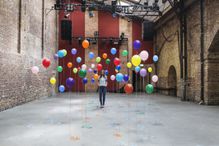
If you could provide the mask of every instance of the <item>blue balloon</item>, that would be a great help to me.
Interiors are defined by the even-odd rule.
[[[120,65],[117,65],[117,66],[116,66],[116,70],[118,70],[118,71],[121,70],[121,66],[120,66]]]
[[[138,50],[141,48],[141,42],[139,40],[135,40],[133,46],[135,50]]]
[[[91,79],[91,83],[95,83],[95,79],[94,78]]]
[[[97,70],[94,70],[94,73],[96,74],[96,73],[97,73]]]
[[[60,85],[59,86],[59,92],[61,92],[61,93],[65,92],[65,86]]]
[[[75,48],[71,49],[71,54],[72,54],[72,55],[77,54],[77,49],[75,49]]]
[[[65,56],[65,53],[63,50],[59,50],[57,54],[59,58],[63,58]]]
[[[122,82],[123,81],[123,74],[122,73],[117,73],[116,74],[116,81],[117,82]]]
[[[158,56],[157,56],[157,55],[154,55],[154,56],[153,56],[153,61],[154,61],[154,62],[157,62],[157,61],[158,61]]]
[[[66,86],[71,89],[75,84],[75,80],[71,77],[66,79]]]
[[[76,58],[77,63],[80,63],[82,61],[81,57]]]
[[[139,66],[135,67],[135,72],[139,72],[141,70],[141,68]]]
[[[104,73],[105,73],[105,75],[106,75],[106,76],[108,76],[108,74],[109,74],[109,71],[108,71],[108,70],[105,70],[105,72],[104,72]]]
[[[129,80],[129,75],[125,74],[125,75],[123,76],[123,80],[124,80],[125,82],[127,82],[127,81]]]
[[[88,82],[87,78],[83,78],[83,83],[87,84],[87,82]]]
[[[110,52],[111,52],[111,54],[115,55],[116,52],[117,52],[117,50],[116,50],[116,48],[112,48],[112,49],[110,50]]]
[[[95,57],[94,53],[93,52],[89,52],[89,58],[93,59],[94,57]]]

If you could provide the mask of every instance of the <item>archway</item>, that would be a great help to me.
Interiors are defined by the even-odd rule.
[[[177,96],[176,69],[172,65],[168,71],[168,95]]]

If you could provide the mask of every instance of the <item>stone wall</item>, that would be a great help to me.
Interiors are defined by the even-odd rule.
[[[42,47],[42,14],[54,0],[0,1],[0,111],[51,94],[49,77],[56,63],[56,14],[44,15],[44,47]],[[42,52],[43,51],[43,52]],[[44,54],[44,56],[42,56]],[[42,57],[51,59],[45,70]],[[31,67],[40,67],[38,75]]]

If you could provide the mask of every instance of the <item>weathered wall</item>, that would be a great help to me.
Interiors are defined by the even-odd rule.
[[[218,31],[219,18],[217,9],[219,1],[210,0],[205,3],[204,11],[204,28],[205,28],[205,47],[204,47],[204,84],[205,84],[205,103],[218,104],[218,73],[217,66],[218,61],[210,61],[209,47],[215,34]],[[193,4],[186,10],[187,14],[187,49],[188,49],[188,80],[187,80],[187,99],[192,101],[200,101],[201,92],[201,61],[200,61],[200,4]],[[168,20],[162,27],[156,30],[156,46],[158,47],[159,62],[157,64],[159,83],[161,88],[168,88],[168,69],[171,65],[176,68],[177,72],[177,96],[182,97],[183,93],[183,80],[180,78],[180,42],[179,42],[179,20],[177,17],[173,17]],[[165,37],[169,39],[165,40]],[[216,57],[217,58],[217,57]],[[216,59],[218,60],[218,58]],[[211,63],[212,62],[212,63]],[[209,71],[211,70],[211,71]],[[214,71],[213,71],[214,70]],[[211,72],[214,72],[215,81],[212,82]],[[213,85],[213,86],[212,86]],[[213,87],[214,92],[212,92]],[[209,93],[211,92],[211,94]],[[167,90],[162,93],[168,94]],[[213,95],[212,95],[213,94]]]
[[[52,55],[57,42],[56,15],[51,12],[45,16],[42,48],[42,2],[0,1],[0,111],[51,93],[49,77],[56,64]],[[44,6],[50,8],[53,4],[53,0],[47,0]],[[48,70],[41,66],[42,54],[52,61]],[[40,67],[38,75],[31,73],[34,65]]]

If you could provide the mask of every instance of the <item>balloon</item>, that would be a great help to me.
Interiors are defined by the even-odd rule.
■ ■ ■ ■ ■
■ **Exercise details**:
Rewrite all of the data, swapping every "a great help" for "very useful" and changing nothing else. Omit the pictures from your answer.

■ **Result of this exercise**:
If you could provide the mask of every instance of the <item>blue balloon</item>, that would be very useful to me.
Interiors are defined by the even-odd rule.
[[[120,65],[117,65],[117,66],[116,66],[116,70],[118,70],[118,71],[121,70],[121,66],[120,66]]]
[[[138,50],[141,48],[141,42],[139,40],[135,40],[133,46],[135,50]]]
[[[91,79],[91,83],[95,83],[95,79],[94,78]]]
[[[97,70],[94,70],[94,73],[96,74],[96,73],[97,73]]]
[[[60,85],[59,86],[59,92],[61,92],[61,93],[65,92],[65,86]]]
[[[75,48],[71,49],[71,54],[72,54],[72,55],[77,54],[77,49],[75,49]]]
[[[65,56],[65,53],[63,50],[59,50],[57,54],[59,58],[63,58]]]
[[[122,82],[123,81],[123,74],[122,73],[117,73],[116,74],[116,81],[117,82]]]
[[[158,56],[157,56],[157,55],[154,55],[154,56],[153,56],[153,61],[154,61],[154,62],[157,62],[157,61],[158,61]]]
[[[66,86],[71,89],[75,84],[75,80],[71,77],[66,79]]]
[[[76,58],[77,63],[80,63],[82,61],[81,57]]]
[[[139,66],[135,67],[135,72],[139,72],[141,70],[141,68]]]
[[[104,73],[105,73],[105,75],[106,75],[106,76],[108,76],[108,74],[109,74],[109,71],[108,71],[108,70],[105,70],[105,72],[104,72]]]
[[[129,80],[129,75],[125,74],[125,75],[123,76],[123,80],[124,80],[125,82],[127,82],[127,81]]]
[[[88,82],[87,78],[83,78],[83,83],[87,84],[87,82]]]
[[[110,52],[111,52],[111,54],[115,55],[116,52],[117,52],[117,50],[116,50],[116,48],[112,48],[112,49],[110,50]]]
[[[95,57],[94,53],[93,52],[89,52],[89,58],[93,59],[94,57]]]

If you could provide the mask of every instance of the <item>archway</item>, that would be very useful to me.
Interiors are defined by the even-odd rule.
[[[177,96],[176,69],[172,65],[168,71],[168,95]]]

If you could provide the mask of every instance of the <item>stone wall</item>, that would be very useful to me.
Interiors are defined by the even-odd rule.
[[[42,47],[42,14],[54,0],[0,1],[0,111],[51,94],[49,77],[56,63],[56,14],[44,15],[44,47]],[[42,52],[43,51],[43,52]],[[44,54],[44,56],[42,56]],[[42,57],[51,59],[45,70]],[[31,67],[40,67],[38,75]]]

If you could provide the mask of every instance of the <item>weathered wall</item>, that would be very useful to me.
Interiors are defined by the even-odd rule.
[[[218,31],[219,18],[217,9],[219,1],[210,0],[205,3],[204,11],[204,28],[205,28],[205,47],[204,47],[204,84],[205,84],[205,103],[218,104],[218,73],[217,66],[218,61],[210,61],[209,47],[215,34]],[[193,4],[186,10],[187,14],[187,49],[188,49],[188,80],[187,80],[187,99],[192,101],[200,101],[201,92],[201,61],[200,61],[200,4]],[[168,20],[162,27],[156,30],[156,46],[158,47],[159,62],[157,64],[159,83],[161,88],[168,88],[168,69],[171,65],[176,68],[177,72],[177,96],[182,97],[183,93],[183,80],[180,78],[180,42],[179,42],[179,20],[177,17],[173,17]],[[165,37],[169,39],[165,40]],[[216,57],[217,58],[217,57]],[[216,59],[218,60],[218,58]],[[211,63],[212,62],[212,63]],[[209,71],[211,70],[211,71]],[[214,71],[213,71],[214,70]],[[211,72],[214,72],[215,81],[212,82]],[[213,85],[213,86],[212,86]],[[213,87],[214,92],[212,92]],[[209,93],[211,92],[211,94]],[[167,90],[162,93],[168,94]],[[213,95],[212,95],[213,94]]]
[[[52,55],[57,42],[56,15],[51,12],[45,16],[42,48],[42,2],[0,1],[0,111],[51,93],[49,77],[56,64]],[[44,6],[50,8],[53,4],[53,0],[47,0]],[[48,70],[41,66],[42,54],[52,61]],[[40,67],[38,75],[31,73],[34,65]]]

If you could provide the mask of every instance of the <item>balloon</item>, that would be very useful to me.
Interiors are defined by the even-odd rule.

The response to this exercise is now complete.